▶ EXTRACT:
- Opening Delimiter -
- Born: 7 August 1874 Smethwick, Staffordshire
- Died: 1960 (aged 85–86)
- Known for: Stained Glass
- Notable work: Dante's La Vita Nuova windows
- Movement: Arts and Crafts movement
- Awards: Grand Prix at the Turon International Exhibition (1911)

= Florence Camm =

British stained-glass artist, painter and metalworker

Florence Camm (7 August 1874 – 1960) was a British stained-glass artist, painter and metalworker associated with the Arts and Crafts movement. Camm and her brothers, Walter and Robert, took over the management of the family stained-glass business after her father, T. W. Camm died in 1912. Camm was the principal designer of the firm until her death in 1960.

==Early life and education==
Florence was born 7 August 1874, in Smethwick, Staffordshire (now Birmingham). She was one of nine children of Thomas William Camm (1839-1912) and Charlotte Middleton (1840-1909). Her father was a stained glass artist who worked for glass manufacturer, Chance Brothers and Company in Smethwick. He set up his own stained glass studio-workshop, T.W. Camm & Co., in 1867 after Chance Brothers closed its Coloured & Ornamental Department.

Camm attended the King Edward VI Camp Hill School for Girls and later took classes at the Birmingham Municipal School of Art, between 1892 and 1912. She learned the technique of stained glass making from prominent stained glass artist, Henry Payne. Camm won numerous prizes for her drawings, stained glass designs and metalwork. She exhibited her work in national and international exhibitions.

In 1911, Camm created what is considered her most successful work, three stained glass windows for the English House at the Turin International Exhibition. Illustrating scenes from Dante's La Vita Nuova, Camm's windows won the exhibition's Grand Prix in three classes and the Diploma of Honour for the exhibition. The windows are now in the permanent collection of the Birmingham Museum of Art, Alabama. Camm began working for her father's firm when she was taking classes at the Birmingham Art School. In 1897, the studio-workshop was producing stained glass, mosaics, tapestry and fresco paintings.
- Closing Delimiter -
(Saved entries)
- Opening Delimiter -
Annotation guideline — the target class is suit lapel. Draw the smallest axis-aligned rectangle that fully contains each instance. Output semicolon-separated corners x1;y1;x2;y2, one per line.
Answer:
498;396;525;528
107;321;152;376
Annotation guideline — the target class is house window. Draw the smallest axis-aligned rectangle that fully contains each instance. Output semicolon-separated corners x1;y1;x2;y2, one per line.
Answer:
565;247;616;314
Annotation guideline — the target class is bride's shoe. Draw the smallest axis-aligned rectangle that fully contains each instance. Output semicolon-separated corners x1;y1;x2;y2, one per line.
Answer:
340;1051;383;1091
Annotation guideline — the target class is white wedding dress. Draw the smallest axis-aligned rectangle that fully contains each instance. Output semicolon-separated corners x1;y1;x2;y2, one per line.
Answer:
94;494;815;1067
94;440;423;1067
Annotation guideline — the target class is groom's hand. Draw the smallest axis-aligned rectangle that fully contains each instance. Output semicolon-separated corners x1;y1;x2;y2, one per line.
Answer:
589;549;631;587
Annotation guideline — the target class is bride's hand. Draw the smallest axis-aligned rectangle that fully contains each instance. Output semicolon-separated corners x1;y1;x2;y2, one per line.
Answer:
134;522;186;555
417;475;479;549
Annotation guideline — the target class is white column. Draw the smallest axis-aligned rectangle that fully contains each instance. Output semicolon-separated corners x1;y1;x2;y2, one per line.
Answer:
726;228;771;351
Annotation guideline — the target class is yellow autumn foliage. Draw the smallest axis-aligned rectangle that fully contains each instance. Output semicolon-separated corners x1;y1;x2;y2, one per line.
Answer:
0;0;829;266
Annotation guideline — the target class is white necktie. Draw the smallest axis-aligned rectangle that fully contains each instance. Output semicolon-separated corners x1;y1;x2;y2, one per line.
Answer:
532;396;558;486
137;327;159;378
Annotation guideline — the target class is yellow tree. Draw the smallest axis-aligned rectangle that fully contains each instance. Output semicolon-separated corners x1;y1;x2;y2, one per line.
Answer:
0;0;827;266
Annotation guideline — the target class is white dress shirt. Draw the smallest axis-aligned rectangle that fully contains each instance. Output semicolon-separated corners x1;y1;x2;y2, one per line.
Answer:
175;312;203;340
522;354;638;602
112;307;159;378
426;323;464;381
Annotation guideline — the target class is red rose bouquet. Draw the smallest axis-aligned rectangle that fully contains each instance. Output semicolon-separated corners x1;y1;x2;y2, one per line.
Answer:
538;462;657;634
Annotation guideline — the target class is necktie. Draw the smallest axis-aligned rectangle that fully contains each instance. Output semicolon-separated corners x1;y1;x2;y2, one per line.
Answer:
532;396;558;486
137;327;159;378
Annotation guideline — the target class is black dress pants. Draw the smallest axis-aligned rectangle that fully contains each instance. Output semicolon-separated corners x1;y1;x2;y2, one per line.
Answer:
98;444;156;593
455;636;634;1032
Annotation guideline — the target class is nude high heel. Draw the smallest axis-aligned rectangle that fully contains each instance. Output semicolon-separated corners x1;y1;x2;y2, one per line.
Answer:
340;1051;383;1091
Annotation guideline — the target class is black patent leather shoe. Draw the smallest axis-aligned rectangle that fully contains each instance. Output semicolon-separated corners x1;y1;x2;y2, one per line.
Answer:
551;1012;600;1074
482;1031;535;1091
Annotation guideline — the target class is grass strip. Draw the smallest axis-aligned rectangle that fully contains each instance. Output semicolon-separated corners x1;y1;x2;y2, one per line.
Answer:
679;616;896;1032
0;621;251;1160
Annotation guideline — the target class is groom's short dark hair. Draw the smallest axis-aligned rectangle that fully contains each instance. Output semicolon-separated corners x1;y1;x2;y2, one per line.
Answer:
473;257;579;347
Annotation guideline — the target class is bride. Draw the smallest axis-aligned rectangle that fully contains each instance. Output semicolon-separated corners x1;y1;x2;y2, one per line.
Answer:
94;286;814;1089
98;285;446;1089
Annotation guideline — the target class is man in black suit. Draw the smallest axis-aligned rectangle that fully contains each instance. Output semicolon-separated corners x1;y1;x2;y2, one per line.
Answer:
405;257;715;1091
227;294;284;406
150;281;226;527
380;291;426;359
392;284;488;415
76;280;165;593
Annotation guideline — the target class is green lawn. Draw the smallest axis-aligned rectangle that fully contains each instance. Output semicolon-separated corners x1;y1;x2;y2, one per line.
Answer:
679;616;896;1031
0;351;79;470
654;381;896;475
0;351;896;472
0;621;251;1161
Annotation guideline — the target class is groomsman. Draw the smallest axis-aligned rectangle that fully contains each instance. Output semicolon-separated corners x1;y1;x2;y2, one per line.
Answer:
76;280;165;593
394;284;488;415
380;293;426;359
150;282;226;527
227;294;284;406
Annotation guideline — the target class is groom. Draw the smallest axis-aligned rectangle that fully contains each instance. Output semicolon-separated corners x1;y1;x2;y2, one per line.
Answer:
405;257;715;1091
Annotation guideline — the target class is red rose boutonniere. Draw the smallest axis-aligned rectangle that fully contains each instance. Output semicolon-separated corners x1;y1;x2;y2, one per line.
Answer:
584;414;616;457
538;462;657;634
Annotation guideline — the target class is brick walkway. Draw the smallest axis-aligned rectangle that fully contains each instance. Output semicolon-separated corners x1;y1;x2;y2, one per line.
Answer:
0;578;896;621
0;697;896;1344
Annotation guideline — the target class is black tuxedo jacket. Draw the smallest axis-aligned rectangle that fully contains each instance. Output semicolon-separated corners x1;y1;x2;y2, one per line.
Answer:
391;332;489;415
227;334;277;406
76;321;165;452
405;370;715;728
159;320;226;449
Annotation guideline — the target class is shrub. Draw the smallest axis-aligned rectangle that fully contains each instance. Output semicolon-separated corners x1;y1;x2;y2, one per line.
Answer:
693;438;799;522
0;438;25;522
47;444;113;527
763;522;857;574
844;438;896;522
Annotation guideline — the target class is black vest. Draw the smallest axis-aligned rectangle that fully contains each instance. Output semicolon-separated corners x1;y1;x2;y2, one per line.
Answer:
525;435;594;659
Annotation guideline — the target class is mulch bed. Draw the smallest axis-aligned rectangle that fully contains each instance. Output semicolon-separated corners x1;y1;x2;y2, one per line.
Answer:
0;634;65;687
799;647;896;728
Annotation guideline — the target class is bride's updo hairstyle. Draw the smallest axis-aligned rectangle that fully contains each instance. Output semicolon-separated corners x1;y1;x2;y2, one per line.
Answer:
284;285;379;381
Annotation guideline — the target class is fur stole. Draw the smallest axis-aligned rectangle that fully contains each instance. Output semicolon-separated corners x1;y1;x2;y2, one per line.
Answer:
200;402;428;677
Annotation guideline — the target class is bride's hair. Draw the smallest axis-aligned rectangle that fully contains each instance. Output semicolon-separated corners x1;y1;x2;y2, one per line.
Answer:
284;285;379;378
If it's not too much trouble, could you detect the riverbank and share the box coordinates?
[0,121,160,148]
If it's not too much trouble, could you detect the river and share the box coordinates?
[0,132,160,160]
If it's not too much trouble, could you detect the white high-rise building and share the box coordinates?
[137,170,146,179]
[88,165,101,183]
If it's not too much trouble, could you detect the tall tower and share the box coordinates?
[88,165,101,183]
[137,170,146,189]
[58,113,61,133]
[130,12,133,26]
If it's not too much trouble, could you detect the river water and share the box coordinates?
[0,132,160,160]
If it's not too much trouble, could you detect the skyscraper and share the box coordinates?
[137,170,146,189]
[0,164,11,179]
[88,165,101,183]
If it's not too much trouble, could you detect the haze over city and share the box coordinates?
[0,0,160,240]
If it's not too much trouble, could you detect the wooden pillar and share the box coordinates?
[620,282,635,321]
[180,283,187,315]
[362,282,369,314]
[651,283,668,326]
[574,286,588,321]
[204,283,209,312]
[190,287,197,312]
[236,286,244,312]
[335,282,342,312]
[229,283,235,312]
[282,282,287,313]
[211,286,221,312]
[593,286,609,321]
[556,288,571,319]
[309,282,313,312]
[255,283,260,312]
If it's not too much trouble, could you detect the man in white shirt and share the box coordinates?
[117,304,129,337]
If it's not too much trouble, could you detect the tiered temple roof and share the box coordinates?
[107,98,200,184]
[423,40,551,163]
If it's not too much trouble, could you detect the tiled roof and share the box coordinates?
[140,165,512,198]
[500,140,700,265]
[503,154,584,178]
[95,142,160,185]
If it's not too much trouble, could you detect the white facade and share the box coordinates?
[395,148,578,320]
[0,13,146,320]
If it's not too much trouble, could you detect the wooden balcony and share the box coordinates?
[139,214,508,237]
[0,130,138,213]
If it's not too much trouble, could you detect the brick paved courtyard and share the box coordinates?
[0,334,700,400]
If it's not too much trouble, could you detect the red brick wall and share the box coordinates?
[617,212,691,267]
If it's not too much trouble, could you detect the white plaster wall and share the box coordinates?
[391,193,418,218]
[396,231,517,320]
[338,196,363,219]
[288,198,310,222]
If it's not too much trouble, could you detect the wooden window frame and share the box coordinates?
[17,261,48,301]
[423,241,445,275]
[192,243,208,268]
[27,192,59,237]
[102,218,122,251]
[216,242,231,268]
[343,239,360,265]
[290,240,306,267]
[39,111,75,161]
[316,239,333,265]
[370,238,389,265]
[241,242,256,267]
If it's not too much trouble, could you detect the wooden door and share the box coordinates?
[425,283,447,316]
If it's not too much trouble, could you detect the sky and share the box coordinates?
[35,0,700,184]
- Closing Delimiter -
▶ TASKS:
(A) Using the Florence Camm article, decide whether each statement agrees with it: (i) Florence Camm was one of nine children; (ii) she learned stained glass making from her father; (iii) her La Vita Nuova windows are held by a museum in England. For each, answer yes or no and quote the deciding words of the article.
(B) Extend the Florence Camm article, starting right after its final sentence.

▶ PER-TASK ANSWERS:
(A)
(i) Yes: "She was one of nine children of Thomas William Camm (1839-1912) and Charlotte Middleton (1840-1909)."
(ii) No: "She learned the technique of stained glass making from prominent stained glass artist, Henry Payne."
(iii) No: "The windows are now in the permanent collection of the Birmingham Museum of Art, Alabama."

(B)
==Career==
When Camm's father, Thomas died in 1912, Camm and two of her brothers, Robert (1878-1954) and Walter (1881-1967) continued the family business under the name T. W. Camm. Camm was the principal designer of the firm, and her brothers Robert (1878-1954) and Walter (1881-1967) managed the company. Camm and Walter designed and created most of the firm's commissions in the Smethwick studio. Camm also produced most of the artwork for the company after 1912. The studio-workshop transitioned from creating late Victorian designs into more contemporary designs along with the use of colours and materials characteristic of the Arts and Crafts movement. The firm achieved international recognition for their work.

The studio obtained commissions from influential architects and designers working in the style of the Arts and Crafts movement. The firm created stained glass, art and metalwork for residences, commercial buildings and parish churches in the United Kingdom, India, Spain, South Africa and the United States. Camm became a fellow of the British Society of Master Glass Painters in 1930. She taught art classes at the Smethwick Technical College for 24 years. At the age of 80, Camm was still painting and designing stained-glass windows in the Camm studio.

Camm died of pneumonia at Selly Oak Hospital on 27 October 1960. The firm closed in the late 1960s after the death of her brother Walter in 1967. The studio in the High Street in Smethwick was demolished in the 1980s and a shop now stands on the site.

A number of Camm's windows are now in museums, including several in Birmingham Museum and Art Gallery. In one of these, The Story of Dante and Beatrice, the historian Elaine Williams identified a self-portrait, seen as a partially-hidden figure.